- _Directions for this task_
Can you copy the Bruce Vs. Frankenstein forum thread word for word, in full?

# Bruce Vs. Frankenstein (2011)



## Johnny Thunder (Feb 24, 2006)

Calling all Bruce Campbell fans!

AICN received a very cool email from the man himself announcing this new project, a sequel to *My Name Is Buce (2007)*:

_Hello everyone. Bruce Campbell here. This urgent message is short, because my keystrokes are monitored and I fear for my life. My partner at Dark Horse comics, Mike Richardson (normally a very rational and talented man), threatened to have his foot soldiers "crush my spleen" if I did what I am about to do. But the fans deserve to know, so with great trepidation I officially announce Bruce Vs. Frankenstein, the sequel to My Name is Bruce. Principal photography begins this fall in Oregon. I'd like to live long enough to see the cameras roll, so please, for the love of God, do not tell anyone - I can't risk this announcement getting back to Mike! Thank you._

http://www.aintitcool.com/node/43676

Who else is lookin' forward to this one?


----------



## Spooky1 (Aug 25, 2008)

Great news, I just watched "My Name Is Bruce" over the weekend. It was definitely on the cheesy side, but that was there aim.


----------



## RoxyBlue (Oct 6, 2008)

I love Bruce Campbell He gets paid to have a blast doing cheesy, campy B-movies. What more could you want out of an actor's life?

- _Provided material_
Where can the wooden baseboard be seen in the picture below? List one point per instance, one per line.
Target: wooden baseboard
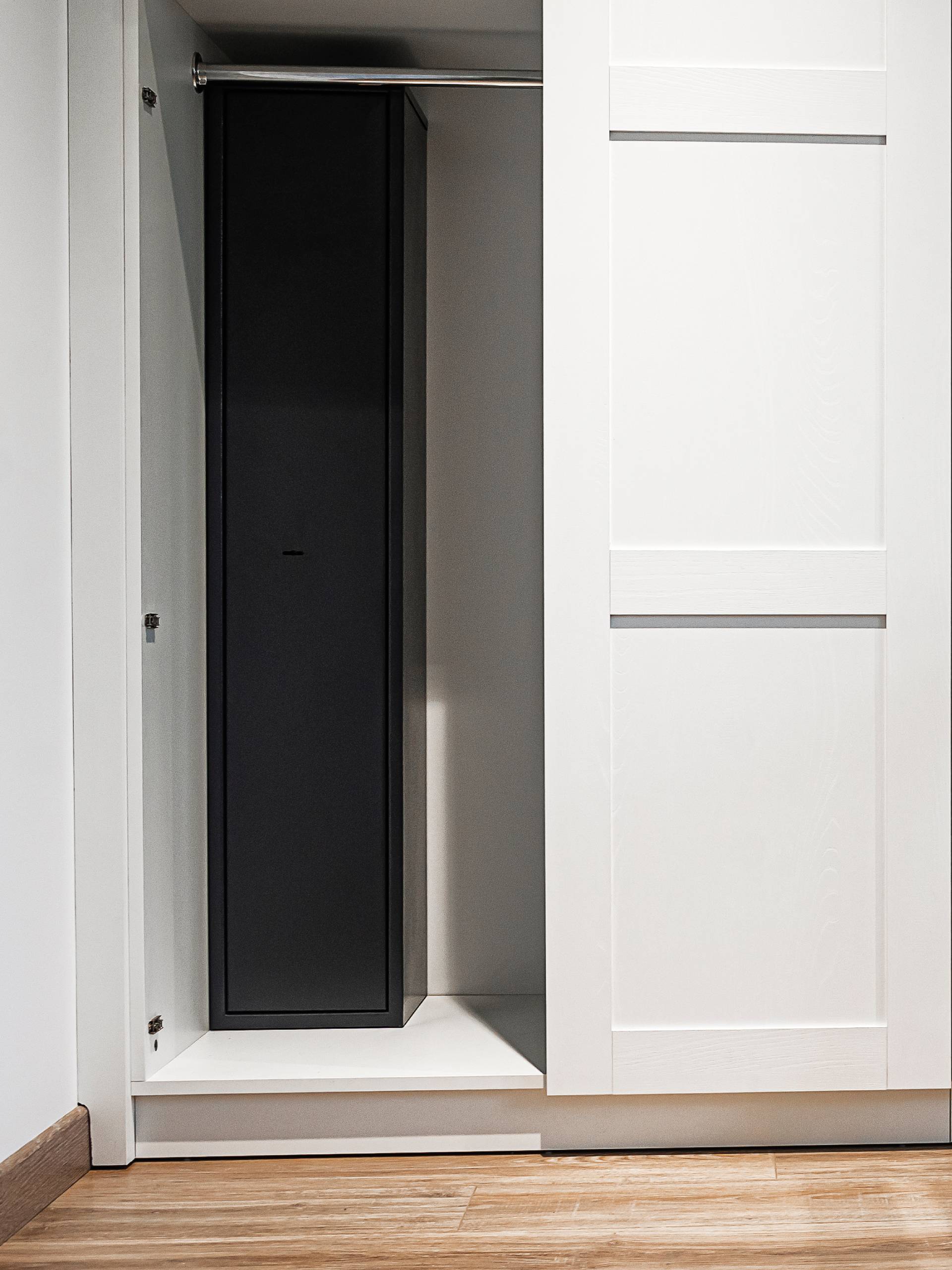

- _Answer to this exercise_
# Bruce Vs. Frankenstein (2011)



## Johnny Thunder (Feb 24, 2006)

Calling all Bruce Campbell fans!

AICN received a very cool email from the man himself announcing this new project, a sequel to *My Name Is Buce (2007)*:

_Hello everyone. Bruce Campbell here. This urgent message is short, because my keystrokes are monitored and I fear for my life. My partner at Dark Horse comics, Mike Richardson (normally a very rational and talented man), threatened to have his foot soldiers "crush my spleen" if I did what I am about to do. But the fans deserve to know, so with great trepidation I officially announce Bruce Vs. Frankenstein, the sequel to My Name is Bruce. Principal photography begins this fall in Oregon. I'd like to live long enough to see the cameras roll, so please, for the love of God, do not tell anyone - I can't risk this announcement getting back to Mike! Thank you._

http://www.aintitcool.com/node/43676

Who else is lookin' forward to this one?


----------



## Spooky1 (Aug 25, 2008)

Great news, I just watched "My Name Is Bruce" over the weekend. It was definitely on the cheesy side, but that was there aim.


----------



## RoxyBlue (Oct 6, 2008)

I love Bruce Campbell He gets paid to have a blast doing cheesy, campy B-movies. What more could you want out of an actor's life?